• [WORK TO BE COMPLETED]:
How many lines in the rows below contain the string "light"? Reply with the number alone.

>> Begin DATA TO USE

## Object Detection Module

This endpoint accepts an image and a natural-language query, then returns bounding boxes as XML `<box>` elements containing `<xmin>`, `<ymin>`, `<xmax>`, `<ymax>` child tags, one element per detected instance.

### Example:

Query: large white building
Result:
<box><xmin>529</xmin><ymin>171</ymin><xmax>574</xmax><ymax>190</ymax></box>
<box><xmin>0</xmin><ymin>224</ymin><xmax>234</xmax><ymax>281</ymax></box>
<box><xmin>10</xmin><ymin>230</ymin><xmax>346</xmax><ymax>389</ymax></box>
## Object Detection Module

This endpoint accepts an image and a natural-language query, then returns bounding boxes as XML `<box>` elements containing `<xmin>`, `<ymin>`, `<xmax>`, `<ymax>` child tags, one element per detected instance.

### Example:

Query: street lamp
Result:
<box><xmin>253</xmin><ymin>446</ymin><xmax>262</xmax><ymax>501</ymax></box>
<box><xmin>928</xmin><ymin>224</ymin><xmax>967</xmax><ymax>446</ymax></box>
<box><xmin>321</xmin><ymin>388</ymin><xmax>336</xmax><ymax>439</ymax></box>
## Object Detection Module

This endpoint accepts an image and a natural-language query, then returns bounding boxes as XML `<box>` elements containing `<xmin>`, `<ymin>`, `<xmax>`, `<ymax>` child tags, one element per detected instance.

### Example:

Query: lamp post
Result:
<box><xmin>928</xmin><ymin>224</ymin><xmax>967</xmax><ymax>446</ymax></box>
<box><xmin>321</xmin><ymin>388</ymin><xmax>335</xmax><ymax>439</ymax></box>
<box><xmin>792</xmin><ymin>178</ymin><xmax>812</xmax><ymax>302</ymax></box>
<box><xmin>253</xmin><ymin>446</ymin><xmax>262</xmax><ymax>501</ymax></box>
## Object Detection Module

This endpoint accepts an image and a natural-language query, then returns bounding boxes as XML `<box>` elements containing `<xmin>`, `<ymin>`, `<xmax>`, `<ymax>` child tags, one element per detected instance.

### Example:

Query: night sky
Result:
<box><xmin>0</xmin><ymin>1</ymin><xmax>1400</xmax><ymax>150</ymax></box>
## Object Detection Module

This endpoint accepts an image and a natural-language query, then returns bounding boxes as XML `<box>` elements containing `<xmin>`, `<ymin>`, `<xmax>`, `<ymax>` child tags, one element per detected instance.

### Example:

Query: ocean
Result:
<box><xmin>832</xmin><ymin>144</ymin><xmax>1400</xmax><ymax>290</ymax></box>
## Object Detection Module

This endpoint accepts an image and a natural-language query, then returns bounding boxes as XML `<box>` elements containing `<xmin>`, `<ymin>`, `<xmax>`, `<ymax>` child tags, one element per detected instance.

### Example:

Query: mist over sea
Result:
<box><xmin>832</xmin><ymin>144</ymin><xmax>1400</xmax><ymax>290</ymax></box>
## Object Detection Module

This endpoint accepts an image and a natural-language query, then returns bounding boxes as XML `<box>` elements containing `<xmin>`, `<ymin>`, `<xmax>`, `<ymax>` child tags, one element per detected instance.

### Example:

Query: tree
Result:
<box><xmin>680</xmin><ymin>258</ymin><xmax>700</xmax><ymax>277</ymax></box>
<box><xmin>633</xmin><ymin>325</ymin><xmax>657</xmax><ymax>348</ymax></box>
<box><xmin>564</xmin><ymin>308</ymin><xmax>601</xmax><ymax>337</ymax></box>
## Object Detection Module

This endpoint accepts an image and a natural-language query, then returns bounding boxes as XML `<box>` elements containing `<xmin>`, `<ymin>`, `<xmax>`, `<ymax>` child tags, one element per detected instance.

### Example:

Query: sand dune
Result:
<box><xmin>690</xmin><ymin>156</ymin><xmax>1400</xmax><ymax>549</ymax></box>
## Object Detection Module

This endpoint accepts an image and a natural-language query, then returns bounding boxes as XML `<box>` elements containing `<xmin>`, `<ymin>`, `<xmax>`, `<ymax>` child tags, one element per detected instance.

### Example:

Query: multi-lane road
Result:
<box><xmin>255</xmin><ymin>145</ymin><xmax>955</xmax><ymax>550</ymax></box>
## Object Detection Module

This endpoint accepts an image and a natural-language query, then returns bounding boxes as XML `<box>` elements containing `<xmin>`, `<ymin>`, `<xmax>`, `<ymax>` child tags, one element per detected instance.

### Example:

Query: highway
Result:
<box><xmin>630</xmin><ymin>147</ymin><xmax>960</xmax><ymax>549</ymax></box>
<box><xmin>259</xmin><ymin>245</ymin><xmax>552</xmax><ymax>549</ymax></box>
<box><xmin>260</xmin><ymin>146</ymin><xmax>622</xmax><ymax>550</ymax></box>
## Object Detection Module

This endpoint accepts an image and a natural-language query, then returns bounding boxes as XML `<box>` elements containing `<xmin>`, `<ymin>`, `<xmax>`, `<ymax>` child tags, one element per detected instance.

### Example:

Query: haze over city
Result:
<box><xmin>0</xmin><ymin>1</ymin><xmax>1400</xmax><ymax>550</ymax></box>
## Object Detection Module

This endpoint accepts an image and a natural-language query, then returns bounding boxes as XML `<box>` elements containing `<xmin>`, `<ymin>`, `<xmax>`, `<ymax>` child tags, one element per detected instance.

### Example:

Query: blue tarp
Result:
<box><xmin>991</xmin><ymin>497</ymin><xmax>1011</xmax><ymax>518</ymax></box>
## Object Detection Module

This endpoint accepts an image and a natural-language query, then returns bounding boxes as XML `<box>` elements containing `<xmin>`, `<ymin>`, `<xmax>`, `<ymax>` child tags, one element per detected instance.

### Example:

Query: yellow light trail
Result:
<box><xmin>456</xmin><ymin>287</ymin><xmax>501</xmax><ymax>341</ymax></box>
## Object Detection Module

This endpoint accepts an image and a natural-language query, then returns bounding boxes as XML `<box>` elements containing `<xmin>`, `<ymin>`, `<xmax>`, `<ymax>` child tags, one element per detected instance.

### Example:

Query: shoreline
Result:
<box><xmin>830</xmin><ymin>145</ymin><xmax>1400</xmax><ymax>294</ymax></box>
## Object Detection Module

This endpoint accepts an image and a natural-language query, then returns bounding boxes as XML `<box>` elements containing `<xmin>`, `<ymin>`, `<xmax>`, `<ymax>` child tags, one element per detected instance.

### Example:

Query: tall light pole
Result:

>> End DATA TO USE

• [FINISHED ANSWER]:
2